[Exercise goal] Every line of the material is to be returned verbatim. Pictures stay out.
Segment Open
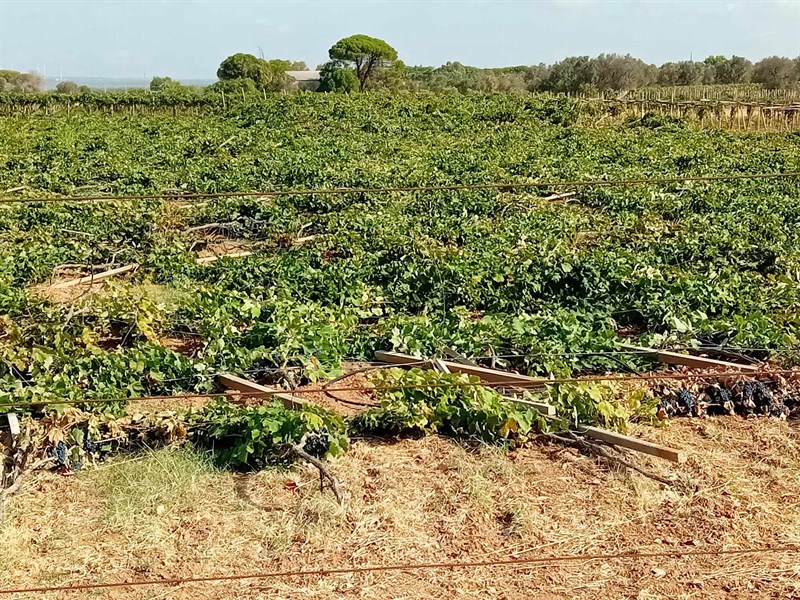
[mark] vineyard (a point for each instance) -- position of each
(300, 290)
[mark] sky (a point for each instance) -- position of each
(187, 39)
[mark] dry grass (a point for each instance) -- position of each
(426, 500)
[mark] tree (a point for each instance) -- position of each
(735, 69)
(616, 72)
(775, 72)
(14, 81)
(336, 77)
(267, 75)
(569, 75)
(67, 87)
(164, 84)
(365, 53)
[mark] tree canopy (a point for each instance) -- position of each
(336, 77)
(14, 81)
(365, 53)
(266, 74)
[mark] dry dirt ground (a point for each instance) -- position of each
(170, 514)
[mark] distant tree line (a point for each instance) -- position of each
(607, 72)
(363, 63)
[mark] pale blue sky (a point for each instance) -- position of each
(188, 38)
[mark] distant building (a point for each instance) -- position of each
(305, 80)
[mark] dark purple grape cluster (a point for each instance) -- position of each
(60, 453)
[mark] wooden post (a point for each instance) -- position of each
(636, 444)
(245, 385)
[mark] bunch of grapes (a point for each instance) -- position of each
(60, 454)
(317, 442)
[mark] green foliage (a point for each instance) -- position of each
(269, 75)
(165, 84)
(600, 403)
(257, 436)
(366, 54)
(481, 271)
(447, 407)
(334, 77)
(67, 87)
(14, 81)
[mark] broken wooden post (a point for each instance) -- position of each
(625, 441)
(240, 384)
(95, 277)
(687, 360)
(488, 375)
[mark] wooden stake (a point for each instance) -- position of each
(636, 444)
(95, 277)
(240, 384)
(686, 360)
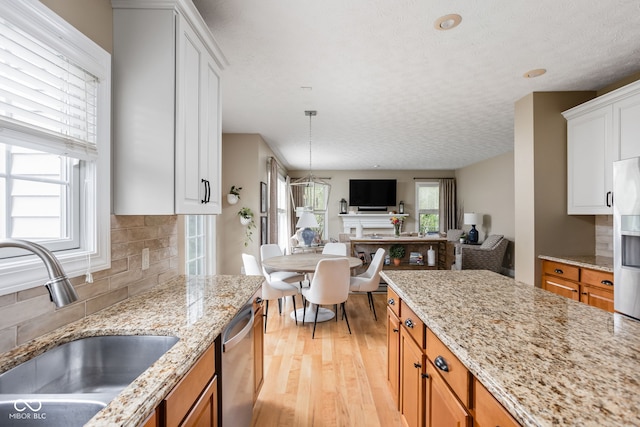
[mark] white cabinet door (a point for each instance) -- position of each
(590, 162)
(167, 126)
(197, 126)
(626, 129)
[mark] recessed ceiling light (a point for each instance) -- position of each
(534, 73)
(447, 22)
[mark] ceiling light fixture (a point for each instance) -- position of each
(305, 191)
(448, 22)
(534, 73)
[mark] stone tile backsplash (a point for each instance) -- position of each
(29, 314)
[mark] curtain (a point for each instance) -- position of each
(447, 204)
(272, 205)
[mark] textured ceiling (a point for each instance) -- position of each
(390, 89)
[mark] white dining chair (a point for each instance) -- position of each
(369, 281)
(270, 291)
(290, 277)
(329, 286)
(335, 248)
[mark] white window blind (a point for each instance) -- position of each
(46, 100)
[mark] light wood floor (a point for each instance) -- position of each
(336, 379)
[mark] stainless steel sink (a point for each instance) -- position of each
(69, 384)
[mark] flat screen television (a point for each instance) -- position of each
(372, 194)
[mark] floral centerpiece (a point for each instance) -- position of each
(397, 223)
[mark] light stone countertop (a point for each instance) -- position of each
(601, 263)
(195, 309)
(548, 359)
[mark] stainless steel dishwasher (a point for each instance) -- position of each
(237, 369)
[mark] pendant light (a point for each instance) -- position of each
(312, 198)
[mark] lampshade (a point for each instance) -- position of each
(307, 220)
(472, 218)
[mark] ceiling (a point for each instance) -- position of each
(390, 90)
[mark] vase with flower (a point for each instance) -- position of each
(397, 223)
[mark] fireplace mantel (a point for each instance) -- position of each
(367, 220)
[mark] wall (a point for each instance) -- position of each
(93, 18)
(487, 187)
(244, 164)
(339, 181)
(28, 314)
(542, 225)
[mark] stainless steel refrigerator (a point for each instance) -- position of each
(626, 236)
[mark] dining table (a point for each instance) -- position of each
(307, 263)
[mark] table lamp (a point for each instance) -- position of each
(472, 219)
(307, 221)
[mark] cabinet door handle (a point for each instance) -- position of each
(441, 364)
(207, 191)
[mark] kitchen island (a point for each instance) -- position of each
(547, 359)
(194, 309)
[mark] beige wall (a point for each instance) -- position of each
(244, 164)
(487, 187)
(542, 225)
(94, 18)
(339, 181)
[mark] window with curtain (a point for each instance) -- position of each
(427, 206)
(281, 212)
(55, 101)
(199, 244)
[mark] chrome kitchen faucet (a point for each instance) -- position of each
(60, 289)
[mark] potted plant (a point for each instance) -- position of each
(234, 195)
(396, 252)
(246, 219)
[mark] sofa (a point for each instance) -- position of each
(487, 256)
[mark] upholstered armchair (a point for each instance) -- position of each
(487, 256)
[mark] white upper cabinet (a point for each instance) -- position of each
(167, 121)
(600, 132)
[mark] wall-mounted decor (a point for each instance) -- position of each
(263, 197)
(263, 230)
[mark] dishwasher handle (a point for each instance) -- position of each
(229, 342)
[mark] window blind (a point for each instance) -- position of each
(47, 102)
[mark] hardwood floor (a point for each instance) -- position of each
(336, 379)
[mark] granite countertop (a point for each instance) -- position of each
(601, 263)
(548, 359)
(195, 309)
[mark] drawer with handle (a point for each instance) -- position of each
(569, 272)
(597, 278)
(412, 324)
(450, 368)
(393, 301)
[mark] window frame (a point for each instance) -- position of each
(418, 211)
(27, 272)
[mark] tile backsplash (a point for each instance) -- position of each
(604, 235)
(28, 314)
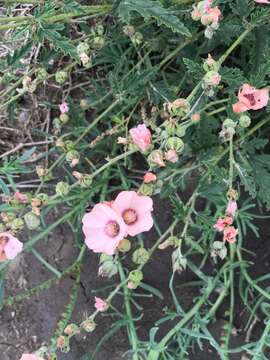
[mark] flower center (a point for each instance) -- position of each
(251, 99)
(112, 228)
(130, 216)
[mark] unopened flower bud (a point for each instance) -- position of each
(140, 256)
(62, 189)
(88, 325)
(124, 245)
(244, 121)
(64, 118)
(61, 76)
(71, 329)
(32, 221)
(175, 143)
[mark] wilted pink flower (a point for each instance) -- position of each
(103, 229)
(22, 198)
(231, 208)
(229, 234)
(222, 223)
(30, 357)
(10, 246)
(141, 136)
(149, 177)
(251, 98)
(171, 155)
(64, 107)
(101, 304)
(262, 1)
(135, 211)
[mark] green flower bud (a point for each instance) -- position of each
(62, 189)
(244, 121)
(82, 48)
(175, 143)
(64, 118)
(180, 131)
(229, 123)
(146, 189)
(107, 269)
(32, 221)
(134, 279)
(140, 256)
(41, 74)
(84, 104)
(124, 245)
(73, 157)
(61, 77)
(44, 198)
(88, 325)
(17, 224)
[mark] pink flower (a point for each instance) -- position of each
(171, 155)
(149, 177)
(30, 357)
(222, 223)
(103, 229)
(262, 1)
(229, 234)
(22, 198)
(135, 211)
(100, 304)
(215, 14)
(231, 208)
(251, 99)
(64, 107)
(10, 246)
(141, 136)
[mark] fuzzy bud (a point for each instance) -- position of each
(61, 76)
(140, 256)
(32, 221)
(62, 189)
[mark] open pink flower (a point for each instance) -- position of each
Segment Closed
[Result for this exercise]
[mark] vineyard (a point for each instance) -- position of each
(300, 290)
[mark] sky (a point for each instance) -- position of each
(187, 39)
[mark] dry grass (a point for each instance) -- position of each
(426, 500)
[mark] tree (a point for each instance) -- position of each
(735, 69)
(616, 72)
(775, 72)
(14, 81)
(336, 77)
(267, 75)
(569, 75)
(67, 87)
(164, 84)
(365, 53)
[mark] tree canopy (a point for each instance) -- position of each
(336, 77)
(14, 81)
(365, 53)
(266, 74)
[mark] dry dirt ground (a point for each instance) -- position of each
(170, 514)
[mark] distant tree line (a point for each instance) -- position of each
(607, 72)
(363, 63)
[mark] pale blue sky (a point for each instance) -- position of each
(188, 38)
[mark] distant building (a point for each instance) -- position of each
(305, 80)
[mark] dark purple grape cluster (a point for each instance) -- position of each
(60, 453)
[mark] wooden post (a point for each instance) -- position of each
(636, 444)
(245, 385)
[mark] bunch of grapes (a point for each instance) -- position of each
(60, 454)
(317, 442)
[mark] green foliage (a point for each instance) -- position of each
(269, 75)
(165, 84)
(600, 403)
(257, 436)
(366, 54)
(481, 271)
(447, 407)
(334, 77)
(67, 87)
(14, 81)
[mark] broken wooden post (a point for each instance) -- position of each
(625, 441)
(240, 384)
(95, 277)
(687, 360)
(488, 375)
[mark] wooden stake (a point for each instance) -- position of each
(636, 444)
(95, 277)
(240, 384)
(686, 360)
[mark] white cabinet door (a point for each instance) -- position of each
(590, 162)
(167, 126)
(197, 126)
(626, 129)
[mark] recessed ceiling light (a point for each instance) -- position of each
(534, 73)
(447, 22)
[mark] ceiling light fixture (a point for each instance) -- position of each
(305, 191)
(448, 22)
(534, 73)
[mark] stone tile backsplash (a point for each instance) -- position of each
(29, 314)
[mark] curtain (a point for each instance) -- position of each
(447, 204)
(272, 205)
[mark] textured ceiling (a point for each instance) -- position of each
(390, 89)
[mark] white dining chair (a point for each instance) -- position of each
(369, 281)
(270, 291)
(290, 277)
(329, 286)
(335, 248)
[mark] white window blind (a point for each instance) -- position of each
(46, 100)
[mark] light wood floor (a point for each instance) -- position of each
(336, 379)
[mark] stainless steel sink (a point for each instance) -- position of each
(69, 384)
[mark] flat screen television (a point for each instance) -- position of each
(372, 194)
[mark] floral centerpiece (a point for each instance) -- position of each
(397, 223)
[mark] light stone countertop (a point for each instance) -- position of each
(601, 263)
(195, 309)
(548, 359)
[mark] stainless steel dishwasher (a point for each instance) -- position of each
(237, 369)
[mark] pendant light (a point for each instance) -- position of each
(312, 198)
[mark] lampshade (a point for each instance) -- position of each
(307, 220)
(472, 218)
[mark] ceiling (a point for each instance) -- position of each
(390, 90)
[mark] vase with flower (a point for each instance) -- position of each
(397, 223)
[mark] fireplace mantel (a point for each instance) -- position of each
(367, 220)
[mark] wall (a point for each instance) -- position of each
(93, 18)
(487, 187)
(244, 164)
(339, 181)
(28, 314)
(542, 225)
[mark] stainless steel refrigerator (a point for each instance) -- position of each
(626, 236)
[mark] dining table (a point for each instance) -- position of each
(307, 263)
[mark] table lamp (a point for each instance) -- position of each
(472, 219)
(307, 221)
[mark] cabinet door handle (a point for each instance) -- position of each
(441, 364)
(207, 191)
[mark] kitchen island (a point for each instance) -- position of each
(547, 359)
(194, 309)
[mark] beige wall (a point for each instance) -- position of each
(244, 164)
(487, 187)
(542, 225)
(94, 18)
(339, 181)
[mark] window with curtain (a point for each instance) -- position of each
(427, 206)
(281, 212)
(55, 101)
(199, 244)
[mark] chrome kitchen faucet (a point for each instance) -- position of each
(60, 289)
[mark] potted plant (a point for each instance) -- position of each
(234, 195)
(396, 252)
(246, 219)
[mark] sofa (a point for each instance) -- position of each
(487, 256)
[mark] upholstered armchair (a point for each instance) -- position of each
(487, 256)
[mark] white upper cabinet (a point for each instance) -- position of each
(167, 121)
(600, 132)
[mark] wall-mounted decor (a point for each instance) -- position of each
(263, 197)
(263, 230)
[mark] dishwasher handle (a point for each instance) -- position of each
(229, 342)
[mark] window blind (a point for each instance) -- position of each
(47, 102)
[mark] hardwood floor (a point for each instance) -- position of each
(336, 379)
[mark] granite countertop (a point for each instance) -- position of each
(601, 263)
(548, 359)
(195, 309)
[mark] drawer with handle (a point for each instance) -- position of each
(569, 272)
(597, 278)
(412, 324)
(450, 368)
(393, 301)
[mark] window frame (a point for each instance) -- position of each
(418, 211)
(27, 272)
[mark] tile backsplash (a point for each instance) -- position of each
(604, 235)
(28, 314)
[mark] flower center (a point for each instance) -- position of each
(251, 99)
(112, 228)
(130, 216)
[mark] unopened flower bud (a point for each instance) -- position of each
(140, 256)
(62, 189)
(88, 325)
(124, 245)
(244, 121)
(64, 118)
(61, 76)
(71, 329)
(32, 221)
(175, 143)
[mark] wilted pink flower (a point for each instance) -- position of each
(103, 229)
(22, 198)
(231, 208)
(229, 234)
(222, 223)
(30, 357)
(10, 246)
(141, 136)
(149, 177)
(251, 98)
(171, 155)
(64, 107)
(101, 304)
(262, 1)
(135, 211)
[mark] green flower bud (a point for each instance) -- position of each
(62, 189)
(244, 121)
(82, 48)
(175, 143)
(64, 118)
(180, 131)
(229, 123)
(146, 189)
(107, 269)
(32, 221)
(134, 279)
(140, 256)
(41, 74)
(84, 104)
(124, 245)
(73, 157)
(61, 77)
(44, 198)
(88, 325)
(17, 224)
[mark] pink flower (a point for each instance) -- position of each
(171, 155)
(149, 177)
(30, 357)
(222, 223)
(103, 229)
(262, 1)
(229, 234)
(22, 198)
(135, 211)
(100, 304)
(215, 14)
(231, 208)
(251, 99)
(64, 107)
(10, 246)
(141, 136)
[mark] fuzzy bud (a point for each instance) -- position of each
(61, 76)
(140, 256)
(32, 221)
(62, 189)
[mark] open pink flower (a point for each instance) -- position of each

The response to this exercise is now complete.